- Exercise aim: Copy the records below, beginning at the line that has "the pillow, each" and stopping after the last line of the records. Shift every coordinate in the answers up by 114 and keep all other text unchanged.

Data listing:
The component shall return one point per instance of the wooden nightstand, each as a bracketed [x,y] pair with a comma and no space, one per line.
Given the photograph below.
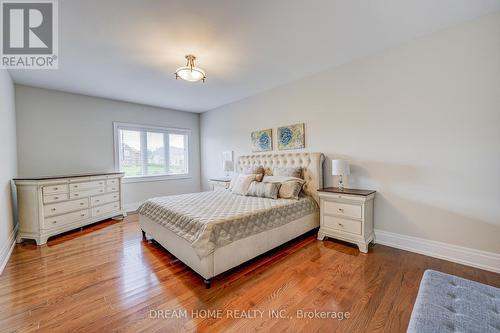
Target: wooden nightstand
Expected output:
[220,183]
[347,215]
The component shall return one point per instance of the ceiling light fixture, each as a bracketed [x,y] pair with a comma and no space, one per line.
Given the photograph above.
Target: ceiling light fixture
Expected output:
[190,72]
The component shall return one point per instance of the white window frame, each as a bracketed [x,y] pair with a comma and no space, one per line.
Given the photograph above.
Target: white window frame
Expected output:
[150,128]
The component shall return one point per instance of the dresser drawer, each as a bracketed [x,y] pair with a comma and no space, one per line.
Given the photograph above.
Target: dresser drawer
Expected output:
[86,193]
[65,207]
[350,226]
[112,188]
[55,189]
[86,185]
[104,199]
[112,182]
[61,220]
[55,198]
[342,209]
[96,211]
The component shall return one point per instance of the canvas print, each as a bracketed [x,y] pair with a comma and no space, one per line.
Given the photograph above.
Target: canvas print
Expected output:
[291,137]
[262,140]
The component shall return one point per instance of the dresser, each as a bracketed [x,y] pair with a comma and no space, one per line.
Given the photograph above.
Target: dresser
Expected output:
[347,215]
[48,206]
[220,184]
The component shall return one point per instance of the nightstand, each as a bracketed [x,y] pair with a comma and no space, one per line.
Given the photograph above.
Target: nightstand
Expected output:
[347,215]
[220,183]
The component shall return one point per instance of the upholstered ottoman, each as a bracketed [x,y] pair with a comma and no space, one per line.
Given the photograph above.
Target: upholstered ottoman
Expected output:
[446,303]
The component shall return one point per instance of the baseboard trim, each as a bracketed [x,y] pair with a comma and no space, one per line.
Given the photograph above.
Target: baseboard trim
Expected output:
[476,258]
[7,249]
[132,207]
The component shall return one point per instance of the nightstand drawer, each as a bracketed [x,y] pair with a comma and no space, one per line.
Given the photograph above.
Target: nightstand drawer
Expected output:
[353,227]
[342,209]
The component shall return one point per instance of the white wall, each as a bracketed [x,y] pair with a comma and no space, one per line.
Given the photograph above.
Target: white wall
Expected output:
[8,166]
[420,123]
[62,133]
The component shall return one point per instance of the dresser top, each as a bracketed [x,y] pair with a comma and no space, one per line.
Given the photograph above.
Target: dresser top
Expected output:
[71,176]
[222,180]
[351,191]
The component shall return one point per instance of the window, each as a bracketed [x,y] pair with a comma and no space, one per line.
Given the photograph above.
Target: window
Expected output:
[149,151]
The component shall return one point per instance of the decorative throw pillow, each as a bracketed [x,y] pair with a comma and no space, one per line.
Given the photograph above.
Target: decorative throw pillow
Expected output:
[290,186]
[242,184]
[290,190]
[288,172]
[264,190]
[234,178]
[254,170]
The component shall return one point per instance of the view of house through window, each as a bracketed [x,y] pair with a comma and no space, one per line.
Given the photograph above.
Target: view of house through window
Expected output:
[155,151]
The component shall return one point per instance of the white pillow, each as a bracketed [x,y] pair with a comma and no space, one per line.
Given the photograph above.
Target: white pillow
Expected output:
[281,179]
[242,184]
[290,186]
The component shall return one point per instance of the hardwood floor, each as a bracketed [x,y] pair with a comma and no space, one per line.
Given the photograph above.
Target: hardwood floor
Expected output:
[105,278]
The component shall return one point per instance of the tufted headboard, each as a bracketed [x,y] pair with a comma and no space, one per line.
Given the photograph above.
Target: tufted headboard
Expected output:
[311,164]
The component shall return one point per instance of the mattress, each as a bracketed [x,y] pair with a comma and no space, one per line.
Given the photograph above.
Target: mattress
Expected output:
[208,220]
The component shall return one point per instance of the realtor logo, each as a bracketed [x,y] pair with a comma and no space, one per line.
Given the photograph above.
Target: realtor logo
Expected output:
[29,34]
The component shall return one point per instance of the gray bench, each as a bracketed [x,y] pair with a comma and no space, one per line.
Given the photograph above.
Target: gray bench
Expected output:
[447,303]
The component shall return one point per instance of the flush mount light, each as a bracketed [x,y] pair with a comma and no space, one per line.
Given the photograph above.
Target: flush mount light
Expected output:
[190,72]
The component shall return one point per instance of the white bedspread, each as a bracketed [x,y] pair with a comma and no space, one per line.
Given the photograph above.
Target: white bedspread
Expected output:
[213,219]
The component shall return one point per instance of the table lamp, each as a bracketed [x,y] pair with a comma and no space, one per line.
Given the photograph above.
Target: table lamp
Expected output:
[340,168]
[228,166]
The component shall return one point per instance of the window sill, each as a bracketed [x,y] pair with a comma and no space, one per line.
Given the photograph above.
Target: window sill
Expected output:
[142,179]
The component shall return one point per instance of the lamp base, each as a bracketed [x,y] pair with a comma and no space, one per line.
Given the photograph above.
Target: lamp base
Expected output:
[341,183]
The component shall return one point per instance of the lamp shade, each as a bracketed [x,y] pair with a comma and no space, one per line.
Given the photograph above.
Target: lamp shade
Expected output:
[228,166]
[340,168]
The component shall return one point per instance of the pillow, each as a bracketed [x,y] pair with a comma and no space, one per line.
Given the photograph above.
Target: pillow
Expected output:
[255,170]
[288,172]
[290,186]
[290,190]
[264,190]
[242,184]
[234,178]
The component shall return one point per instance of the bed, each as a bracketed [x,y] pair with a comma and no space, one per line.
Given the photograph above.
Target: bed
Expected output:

- Solution below:
The component shall return one point per instance of the pillow, each as a bracketed [x,y] pair with a comma and no space, one per line.
Given the photograph above.
Target: pillow
Expected output:
[369,284]
[402,286]
[404,300]
[404,304]
[378,304]
[356,298]
[348,292]
The component shall return one point per instance of the bed, each as a bracketed [x,y] pair with a comma and no space, one per line.
Given the photograph above.
Target: bed
Expected output:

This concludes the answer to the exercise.